September 9, 2014

NFMCPA: Stigma Persists For People With Fibromyalgia, Chronic Pain Conditions

By Guest Blogger Jan Favero Chambers, president and founder, National Fibromyalgia & Chronic Pain Association

Despite increased awareness, many sufferers of fibromyalgia and chronic pain still suffer societal stigmatization. Why are they displaced and kept in liminality?

Liminality refers to the transitional time when a person lacks social status or rank and remains anonymous, thus threatening prevailing definitions of social order.

In the setting of a chronic pain illness, societal attitudes towards people with chronic pain often affect them negatively, diminishing their former confidence and how they see themselves in society. Liminality is caused by cultural and personal stigmatization.

In his Institute for Chronic Pain Blog, Murray McAllister, Psy.D, states, “the stigma of chronic pain is one of the most difficult aspects of living with chronic pain. If you have chronic pain, people can sometimes judge you for it.”

How Stigma Occurs With Chronic Pain

People with fibromyalgia or other chronic pain conditions are often stuck in liminality purgatory: If they rest or nap because of pain, others think they rest or nap too much; if they are caught crying because of chronic pain, observers become impatient and think they cry too much; if they don’t work because of pain, they face scrutiny over why they don’t work; if they visit a healthcare provider, someone might ask, “Are you going to the doctor - again?”

People with chronic pain conditions might be viewed as taking too many medications and can be accused of having drug-seeking tendencies. Any of these reactions reveal disapproval of how a person is coping with chronic pain. These disapproving judgments propagate the stigma of living with fibromyalgia and chronic pain.

☆ ☆ ☆

# To do
1. Revise the fibromyalgia post between "By Guest Blogger" and "kept in liminality?", inclusive, changing "sufferers" to "patients".
2. Proceed with the fibromyalgia post, picking up after its final sentence.
The items that follow come from a different source.

# Data listing
☆ ☆ ☆

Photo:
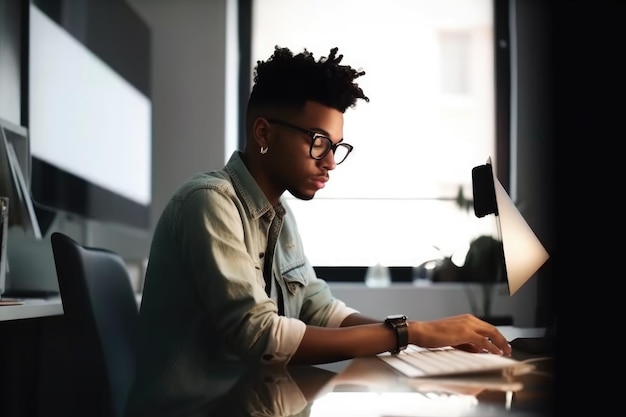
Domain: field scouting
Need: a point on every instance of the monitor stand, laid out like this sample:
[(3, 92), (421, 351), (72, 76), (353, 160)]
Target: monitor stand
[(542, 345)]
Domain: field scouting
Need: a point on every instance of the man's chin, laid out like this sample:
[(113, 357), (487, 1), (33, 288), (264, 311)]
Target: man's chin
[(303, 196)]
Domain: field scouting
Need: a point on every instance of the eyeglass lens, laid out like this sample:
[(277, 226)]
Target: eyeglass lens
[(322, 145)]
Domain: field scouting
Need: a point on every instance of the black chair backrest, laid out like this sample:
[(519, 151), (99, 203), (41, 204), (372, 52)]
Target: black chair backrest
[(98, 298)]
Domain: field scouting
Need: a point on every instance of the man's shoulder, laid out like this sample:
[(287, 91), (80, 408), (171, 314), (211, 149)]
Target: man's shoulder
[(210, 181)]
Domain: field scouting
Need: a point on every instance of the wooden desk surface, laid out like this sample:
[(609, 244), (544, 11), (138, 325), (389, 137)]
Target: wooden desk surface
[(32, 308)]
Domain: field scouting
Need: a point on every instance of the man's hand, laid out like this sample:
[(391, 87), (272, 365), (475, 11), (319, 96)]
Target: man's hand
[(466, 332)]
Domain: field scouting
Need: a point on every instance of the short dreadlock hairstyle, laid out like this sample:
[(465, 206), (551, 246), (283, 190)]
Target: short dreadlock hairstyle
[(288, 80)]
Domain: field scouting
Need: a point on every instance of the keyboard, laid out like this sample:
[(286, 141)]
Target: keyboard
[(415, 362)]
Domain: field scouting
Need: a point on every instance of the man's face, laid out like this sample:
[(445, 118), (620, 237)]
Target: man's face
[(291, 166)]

☆ ☆ ☆

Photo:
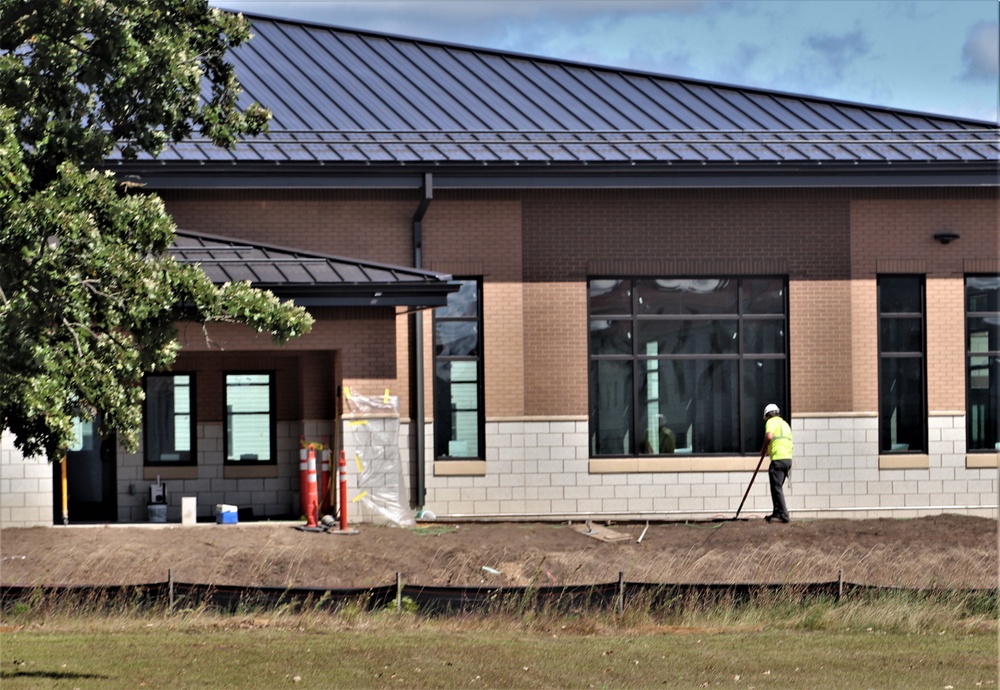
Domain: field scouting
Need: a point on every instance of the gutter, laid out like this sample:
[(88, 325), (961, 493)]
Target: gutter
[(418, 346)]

☆ ☆ ☆

# Solved tasks
1.
By Guest Blogger Jan Favero Chambers, president and founder, National Fibromyalgia & Chronic Pain Association

Despite increased awareness, many patients of fibromyalgia and chronic pain still suffer societal stigmatization. Why are they displaced and kept in liminality?

2.
Cultural stigmatization, or disapproving judgment, sometimes is conveyed through disbelief that anyone could suffer the amount of pain described, which then calls into question the legitimacy of resting, napping, crying, taking narcotics, unemployment or seeing a physician. At this point, a chronic pain patient’s personal awareness can integrate this judgmental attitude into their own concepts of living with these conditions, which unintentionally becomes personal stigmatization.

Stigmatization of people with chronic pain conditions can negatively affect interactions with a spouse and family members, friends and neighbors, supervisors, employers and healthcare providers.

It’s Not Visible And It Is Real

Invisibility is one of chronic pain’s most insidious problems. Interviews of patients at a pain clinic reveal that many feel that it would be much easier if they were missing a leg, had cancer, a pacemaker, or something tangible to which others can relate. Because others cannot see chronic pain, it is difficult for them to accept those who experience it, thus leaving people with chronic pain conditions in perpetual liminality.

During Pain Awareness Month in September, let us embrace the reality of invisible pain and acknowledge those who suffer from it, thus ending their social stain and ostracization from society.